What follows is a set of entries. Repeat them exactly, but not their pictures.

* * *

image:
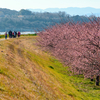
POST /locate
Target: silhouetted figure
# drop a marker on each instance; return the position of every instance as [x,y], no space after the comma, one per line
[5,35]
[10,34]
[19,34]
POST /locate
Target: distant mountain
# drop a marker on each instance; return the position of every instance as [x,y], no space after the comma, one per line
[71,10]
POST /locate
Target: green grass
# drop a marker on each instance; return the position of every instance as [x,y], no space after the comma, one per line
[35,73]
[2,36]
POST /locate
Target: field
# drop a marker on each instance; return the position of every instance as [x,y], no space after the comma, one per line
[28,73]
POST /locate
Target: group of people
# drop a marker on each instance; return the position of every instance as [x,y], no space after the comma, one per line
[13,34]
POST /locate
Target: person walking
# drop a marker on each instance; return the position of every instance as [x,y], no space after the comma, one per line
[10,34]
[5,35]
[19,34]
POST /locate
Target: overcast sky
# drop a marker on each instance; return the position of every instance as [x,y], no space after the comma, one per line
[43,4]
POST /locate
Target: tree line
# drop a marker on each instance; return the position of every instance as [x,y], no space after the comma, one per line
[77,45]
[25,20]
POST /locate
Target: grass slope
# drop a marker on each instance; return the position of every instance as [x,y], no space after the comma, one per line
[28,73]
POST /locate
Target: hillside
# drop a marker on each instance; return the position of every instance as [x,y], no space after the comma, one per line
[28,73]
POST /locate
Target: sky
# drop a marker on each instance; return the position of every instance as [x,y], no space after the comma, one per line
[43,4]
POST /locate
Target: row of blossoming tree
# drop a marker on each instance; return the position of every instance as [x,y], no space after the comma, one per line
[77,45]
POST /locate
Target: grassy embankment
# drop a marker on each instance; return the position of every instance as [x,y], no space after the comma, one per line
[28,73]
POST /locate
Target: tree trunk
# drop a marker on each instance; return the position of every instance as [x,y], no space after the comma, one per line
[97,80]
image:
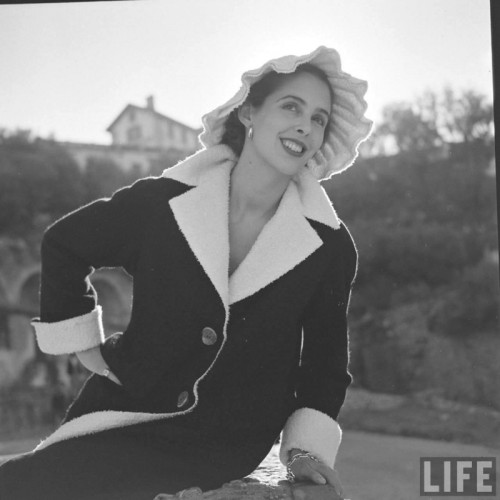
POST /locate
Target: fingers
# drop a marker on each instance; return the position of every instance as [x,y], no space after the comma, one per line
[318,473]
[114,378]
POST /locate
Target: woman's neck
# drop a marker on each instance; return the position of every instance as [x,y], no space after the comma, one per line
[255,189]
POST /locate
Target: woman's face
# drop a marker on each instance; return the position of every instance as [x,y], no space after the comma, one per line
[289,126]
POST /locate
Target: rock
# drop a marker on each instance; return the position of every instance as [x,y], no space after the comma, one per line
[266,483]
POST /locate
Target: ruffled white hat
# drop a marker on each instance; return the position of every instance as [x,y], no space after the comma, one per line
[349,127]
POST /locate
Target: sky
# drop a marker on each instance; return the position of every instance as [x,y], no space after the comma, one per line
[68,69]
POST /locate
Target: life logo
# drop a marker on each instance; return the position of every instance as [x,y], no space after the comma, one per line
[458,476]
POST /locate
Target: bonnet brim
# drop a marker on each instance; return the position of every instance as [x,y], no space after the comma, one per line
[349,127]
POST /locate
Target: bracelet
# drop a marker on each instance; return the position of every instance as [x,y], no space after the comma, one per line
[290,476]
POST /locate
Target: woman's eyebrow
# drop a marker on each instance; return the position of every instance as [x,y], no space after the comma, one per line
[297,98]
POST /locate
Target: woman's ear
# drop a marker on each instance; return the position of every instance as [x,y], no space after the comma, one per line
[245,114]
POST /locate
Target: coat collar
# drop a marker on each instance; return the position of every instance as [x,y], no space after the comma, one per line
[285,241]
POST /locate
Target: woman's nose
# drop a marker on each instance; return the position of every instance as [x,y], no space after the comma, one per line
[303,127]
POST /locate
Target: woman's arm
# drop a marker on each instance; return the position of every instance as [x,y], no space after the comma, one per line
[323,375]
[105,233]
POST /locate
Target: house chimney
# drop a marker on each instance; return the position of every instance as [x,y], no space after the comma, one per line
[150,102]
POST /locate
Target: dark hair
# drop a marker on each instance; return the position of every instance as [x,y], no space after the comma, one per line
[234,130]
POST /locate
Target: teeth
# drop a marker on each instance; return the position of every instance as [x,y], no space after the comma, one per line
[293,146]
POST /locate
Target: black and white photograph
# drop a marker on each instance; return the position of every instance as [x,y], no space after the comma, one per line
[248,250]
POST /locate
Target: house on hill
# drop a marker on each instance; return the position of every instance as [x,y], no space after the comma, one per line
[141,139]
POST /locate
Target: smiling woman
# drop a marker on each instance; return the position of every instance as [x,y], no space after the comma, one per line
[242,278]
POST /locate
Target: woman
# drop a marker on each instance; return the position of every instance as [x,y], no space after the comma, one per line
[242,275]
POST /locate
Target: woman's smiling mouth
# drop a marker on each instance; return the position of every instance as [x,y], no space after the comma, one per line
[293,147]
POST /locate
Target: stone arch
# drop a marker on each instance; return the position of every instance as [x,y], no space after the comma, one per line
[4,317]
[20,346]
[22,333]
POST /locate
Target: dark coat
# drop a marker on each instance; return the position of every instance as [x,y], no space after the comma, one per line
[170,234]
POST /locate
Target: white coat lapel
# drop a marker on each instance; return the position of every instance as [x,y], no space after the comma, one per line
[202,212]
[285,241]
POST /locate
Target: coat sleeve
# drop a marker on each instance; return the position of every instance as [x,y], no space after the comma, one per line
[323,374]
[104,233]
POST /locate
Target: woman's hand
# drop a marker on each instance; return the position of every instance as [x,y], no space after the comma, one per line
[308,470]
[92,360]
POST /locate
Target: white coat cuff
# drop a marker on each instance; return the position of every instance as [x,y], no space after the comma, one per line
[70,335]
[313,431]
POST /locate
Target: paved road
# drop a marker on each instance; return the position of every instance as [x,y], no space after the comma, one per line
[371,466]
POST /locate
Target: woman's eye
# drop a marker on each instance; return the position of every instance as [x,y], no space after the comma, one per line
[320,120]
[291,106]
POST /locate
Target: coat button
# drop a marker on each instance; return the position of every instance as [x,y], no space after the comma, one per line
[208,336]
[182,399]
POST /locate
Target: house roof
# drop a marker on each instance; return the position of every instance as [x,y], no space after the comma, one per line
[149,110]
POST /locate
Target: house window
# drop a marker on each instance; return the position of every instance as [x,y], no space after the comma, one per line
[134,134]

* * *

### OUTPUT OF THE TASK
image:
POST /locate
Target: silhouetted figure
# drop a marker on each instance; return the position of every instance as [x,y], no space after the comma, one per line
[5,35]
[10,34]
[19,34]
POST /locate
Target: distant mountain
# drop a marker on each instance; return the position of every instance as [x,y], no space after the comma, one per line
[71,10]
POST /locate
Target: green grass
# drop a marker on each instance; return the position of every instance as [x,y], no space after the comma, one per line
[35,73]
[2,36]
POST /locate
Target: field
# drop a marker on each instance; return the position of every instance as [x,y], no space after the comma, one per line
[28,73]
POST /locate
Target: group of people
# drop a marker on each instance; return the position of every instance as [x,y], no space after the comma, one per line
[13,34]
POST /locate
Target: person walking
# drop a marker on each instance; return the position of every instance as [x,y], no space after the comma, one per line
[10,34]
[5,35]
[19,34]
POST /locate
Target: overcast sky
# drop a marker on each instance; return the position of every instance as [x,y], no space after the comma, one per line
[43,4]
POST /locate
Target: tree line
# drop a marker on each instance; return the position of every instance as [x,y], no space after the comma, one per line
[77,45]
[25,20]
POST /locate
Target: grass slope
# drop a marker on each instance; return the position of every instance as [x,y], no space after the comma, one per line
[28,73]
POST /locate
Target: hillside
# drop a marker on each instance; return the position of every instance as [x,y], no space after the comma, one per line
[28,73]
POST /locate
Target: sky
# drop a marker on each instance; return the position of every instance as [x,y], no space after the comma, one per line
[43,4]
POST /locate
Target: row of blossoming tree
# drop a marker on each instance; return the position of every instance as [x,y], no space after the comma, one per line
[77,45]
POST /locate
Target: grassy embankment
# drop a marker on each instance; return the position of every instance as [x,y], no space after the comma, one per line
[28,73]
POST /locate
Target: tree trunk
# drop a marker on each instance; return the position of every instance as [x,y], no space after the comma, one per line
[97,80]
image:
POST /locate
Target: fingers
# drop a marker on each instance; return the position of every instance as [x,y], no space after the comma, one per line
[318,473]
[114,378]
POST /locate
Target: woman's neck
# drop a marker on each instance; return the position of every instance as [x,y], no space after the comma, one per line
[255,189]
POST /locate
Target: woman's face
# drop a marker on each instance; return the position of every instance as [x,y], no space after the comma, one per line
[289,126]
POST /locate
Target: rock
# drop a marker on each instance; return the position of every instance as [x,y], no space after the comma, one per line
[266,483]
POST /locate
Target: ruffled white hat
# drop a marker on each instance; return the position of every instance as [x,y], no space after the comma, one per line
[349,127]
POST /locate
Target: sky
# drop a marker on each instance; return the position of every instance as [x,y], no space after the comma, one per line
[68,69]
POST /locate
Target: life logo
# drop a marker on each instance; return the position of every instance as [x,y], no space after the comma, one per line
[458,476]
POST /locate
Target: bonnet brim
# drop a marker on each instance; return the position of every instance as [x,y], no space after the comma, one per line
[349,127]
POST /locate
Target: bracelet
# drop a marker on each instance; return the position of every instance as [x,y], no space after the comma, one per line
[290,476]
POST /locate
Target: woman's eyebrow
# drop a marker on each instance; return the position of every instance as [x,y], no space after the comma, one per line
[297,98]
POST /locate
Target: woman's ear
# drop a marker on each instance; return the position of every instance as [x,y], no space after the comma, one per line
[245,114]
POST /locate
Target: coat collar
# drop a marker on each instance; return the position of every instance as [x,y], no space after the comma, one per line
[285,241]
POST /locate
Target: woman's nose
# drop a marker on each instance; return the position of every instance as [x,y], no space after the comma, one per line
[303,127]
POST /locate
Target: woman's arm
# drop a marker on each instance; return the position of every instance as [x,y], no space after the comma, one per line
[323,375]
[105,233]
POST /locate
Target: house chimney
# drop a marker on each instance; return the position of every instance as [x,y], no space after the comma, one per line
[150,102]
POST /locate
Target: dark hair
# drop a marker on each instance; return the position of every instance as [x,y], no space after the comma, one per line
[234,130]
POST /locate
Target: teeth
# drop a marker on each instance; return the position of every instance as [x,y], no space after the comma, one per line
[293,146]
POST /locate
Target: black and white photograph
# drop a marker on each instance; return the position of every instance as [x,y], no space after the comma, one per line
[248,250]
POST /locate
Target: house on hill
# drop a marker on each instance; return the position of every instance as [x,y], no space after the comma, one per line
[141,139]
POST /locate
Target: smiling woman
# drop a marker on each instance; return the position of every instance as [x,y], no space after the comma, one per line
[242,278]
POST /locate
Target: woman
# drop a marker on each instance; return the position of every instance as [x,y], no space after the comma, one per line
[242,275]
POST /locate
Target: woman's smiling mouth
# drop a marker on each instance; return the position of every instance as [x,y], no space after the comma, one per line
[293,147]
POST /locate
Target: stone arch
# drop a marker on each instance; return the position of every instance as [x,y], no space after the comma, one per line
[4,317]
[20,346]
[22,333]
POST /locate
Target: dark coat
# drop a marker on each instance; return the position of every instance as [x,y], no space after the comma, one per line
[170,234]
POST /locate
Target: white coat lapel
# drop a marker on each instance; return the position of every instance as [x,y], no space after the comma, one per line
[202,212]
[285,241]
POST /locate
Target: coat sleeve
# drop a marker on each instance; return the position of every instance as [x,y], no space after the comma, one per line
[323,374]
[104,233]
POST /locate
Target: woman's hand
# drop a marker on each instance; return the position of every instance as [x,y], no space after the comma, one per line
[308,470]
[92,360]
POST /locate
Target: white coat cuff
# drop a marker on each instance; return the position of every instance as [x,y], no space after the comma, one per line
[70,335]
[313,431]
POST /locate
Target: paved road
# drop a marker on each instance; return the position of every instance as [x,y], no space after the comma, one per line
[371,466]
POST /locate
Target: woman's eye
# drop a marker on each instance; return the position of every instance as [x,y], no space after the comma, one per line
[320,120]
[291,106]
POST /locate
Target: coat button
# drop a marker on each instance; return the position of every instance as [x,y], no space after the comma, one per line
[208,336]
[182,399]
POST /locate
Target: house roof
# drop a marker on each instance; return the position of every instance as [x,y], no space after the comma, one per line
[149,110]
POST /locate
Target: house window
# drop a marker on each instance; return the position of every instance as [x,y], no space after the comma, one per line
[134,134]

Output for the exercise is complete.